Print the listing below in full. Alter nothing.
---+---
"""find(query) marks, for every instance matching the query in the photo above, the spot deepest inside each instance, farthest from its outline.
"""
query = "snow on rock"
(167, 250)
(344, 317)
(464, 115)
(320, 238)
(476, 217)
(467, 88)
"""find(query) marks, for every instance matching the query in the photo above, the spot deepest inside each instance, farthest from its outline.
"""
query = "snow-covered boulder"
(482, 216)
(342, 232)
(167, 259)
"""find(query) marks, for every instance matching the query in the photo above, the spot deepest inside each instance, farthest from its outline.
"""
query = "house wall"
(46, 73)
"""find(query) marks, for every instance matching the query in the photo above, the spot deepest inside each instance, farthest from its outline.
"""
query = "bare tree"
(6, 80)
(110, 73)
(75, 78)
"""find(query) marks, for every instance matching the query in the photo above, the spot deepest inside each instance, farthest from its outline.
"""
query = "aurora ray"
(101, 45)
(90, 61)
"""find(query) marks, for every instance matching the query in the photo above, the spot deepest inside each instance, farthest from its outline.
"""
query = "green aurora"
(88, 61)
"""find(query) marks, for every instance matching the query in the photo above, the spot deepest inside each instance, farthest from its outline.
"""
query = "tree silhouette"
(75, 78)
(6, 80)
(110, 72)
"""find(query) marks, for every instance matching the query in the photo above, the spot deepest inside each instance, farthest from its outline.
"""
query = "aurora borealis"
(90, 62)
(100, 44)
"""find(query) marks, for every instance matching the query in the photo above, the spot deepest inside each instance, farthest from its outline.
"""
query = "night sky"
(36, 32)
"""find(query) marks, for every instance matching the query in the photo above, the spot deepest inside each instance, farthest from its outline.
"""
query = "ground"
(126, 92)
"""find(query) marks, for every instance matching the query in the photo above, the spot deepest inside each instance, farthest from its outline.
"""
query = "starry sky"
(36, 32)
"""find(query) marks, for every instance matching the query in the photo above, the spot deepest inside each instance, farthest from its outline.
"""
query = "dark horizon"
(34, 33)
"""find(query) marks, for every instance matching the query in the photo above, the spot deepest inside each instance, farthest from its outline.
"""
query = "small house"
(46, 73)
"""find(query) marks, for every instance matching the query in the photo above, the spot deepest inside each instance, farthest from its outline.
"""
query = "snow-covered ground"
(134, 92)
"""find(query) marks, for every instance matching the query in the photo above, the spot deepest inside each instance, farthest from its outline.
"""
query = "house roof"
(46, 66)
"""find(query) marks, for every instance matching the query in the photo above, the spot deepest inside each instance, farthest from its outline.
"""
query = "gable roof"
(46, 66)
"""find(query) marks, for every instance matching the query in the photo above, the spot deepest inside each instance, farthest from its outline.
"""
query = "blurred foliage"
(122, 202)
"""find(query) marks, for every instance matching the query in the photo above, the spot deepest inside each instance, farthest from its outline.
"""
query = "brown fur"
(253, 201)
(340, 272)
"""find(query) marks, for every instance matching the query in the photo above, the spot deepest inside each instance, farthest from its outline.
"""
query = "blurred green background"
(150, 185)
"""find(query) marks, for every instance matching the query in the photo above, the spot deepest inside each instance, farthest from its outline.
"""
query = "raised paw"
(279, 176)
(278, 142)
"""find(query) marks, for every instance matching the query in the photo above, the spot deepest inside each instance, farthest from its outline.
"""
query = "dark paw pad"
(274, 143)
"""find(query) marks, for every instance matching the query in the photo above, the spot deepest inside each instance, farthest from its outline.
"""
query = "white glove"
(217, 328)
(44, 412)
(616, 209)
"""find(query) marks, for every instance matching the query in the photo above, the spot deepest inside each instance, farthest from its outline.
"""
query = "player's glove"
---+---
*Answer to the problem:*
"""find(query) marks, for every instance matching the query in the photo above, the spot deepest inside each instance, farthest from its outline.
"""
query = "snow on rock"
(167, 250)
(344, 317)
(464, 115)
(320, 238)
(476, 217)
(467, 88)
"""find(query) marks, for every instance matching the query in the photo above, the spot deepest inside each instance, farthest from its outline.
"""
query = "snow-covered boulder"
(482, 216)
(342, 232)
(167, 259)
"""find(query) marks, for every instance matching the query in the photo above, the spot deepest inside each instance, farthest from its outline.
"""
query = "house wall"
(46, 73)
"""find(query) marks, for every instance matching the query in the photo above, the spot deepest inside each instance, farthest from its outline.
"""
query = "bare tree"
(6, 80)
(110, 73)
(75, 78)
"""find(query) marks, for every instance matching the query in the photo above, the spot deepest inside each instance, farthest from its outline.
"""
query = "aurora ray"
(101, 45)
(90, 61)
"""find(query) marks, for every instance matching the query in the photo above, the spot deepest inside each instance, farthest from its outline.
"""
query = "green aurora"
(88, 61)
"""find(query) marks, for every instance matching the query in the photo above, the spot deepest inside each instance, farthest from its outline.
"""
query = "tree silhouette"
(75, 78)
(6, 80)
(110, 72)
"""find(query) marks, for every instance matching the query in the photo above, the spot deepest inside each instance, farthest from its outline.
"""
query = "aurora borealis"
(90, 62)
(100, 44)
"""find(query) marks, for every instance matching the query in the photo above, the spot deepest inside each instance, farthest from its outline.
"""
query = "night sky"
(36, 32)
"""find(query) marks, for every instance matching the query in the photo above, the spot deepest inside each instance, farthest from its outline.
"""
query = "ground"
(126, 92)
"""find(query) marks, for every instance matching the query in the photo above, the spot deepest inside each instance, farthest from its outline.
"""
query = "starry sky"
(36, 32)
"""find(query) marks, for every instance matching the query in the photo above, the spot deepest inside each instance, farthest from its outline.
"""
query = "dark horizon"
(34, 33)
"""find(query) marks, for every instance matching the query in the photo above, the spot deepest inside each instance, farthest from its outline.
"""
query = "small house"
(46, 73)
"""find(query) marks, for every instance matching the query in the photo above, the spot deepest inside each instance, farthest from its outline.
"""
query = "snow-covered ground"
(134, 92)
"""find(query) marks, for every instance matching the query in the photo above, the spot deepest inside each instance, farthest from its outline.
"""
query = "house roof"
(46, 66)
"""find(query) marks, for every instance matching the query in the photo above, the spot deepest inside each instance, farthest from its outline.
"""
query = "gable roof"
(46, 66)
"""find(query) marks, for every instance matching the query in the photo above, the spot deepest inside each instance, farthest from its outline.
"""
query = "blurred foliage"
(122, 202)
"""find(query) marks, for every instance matching the query in the photo above, the spot deepest inside each instance, farthest from its outline.
"""
query = "brown fur"
(253, 201)
(340, 272)
"""find(query) marks, for every instance matching the query in the photo above, the spot deepest inside each instance, farthest from its outline.
"""
query = "blurred green background"
(150, 185)
"""find(query) marks, for every instance matching the query in the photo above, the spot deepest inside each instance, farthest from its outline.
"""
query = "raised paw"
(279, 176)
(278, 142)
"""find(query) marks, for every instance matching the query in the photo above, the spot deepest inside each instance, farthest from its outline.
"""
query = "dark paw pad"
(274, 143)
"""find(query) marks, for every instance matching the query in the photo above, the spot deepest inside each instance, farthest from its outline.
"""
query = "white glove"
(217, 328)
(44, 412)
(616, 209)
"""find(query) marks, for every instance matching the query in the photo above, the spot deepest inside each instance, farthest from its outline.
"""
query = "player's glove"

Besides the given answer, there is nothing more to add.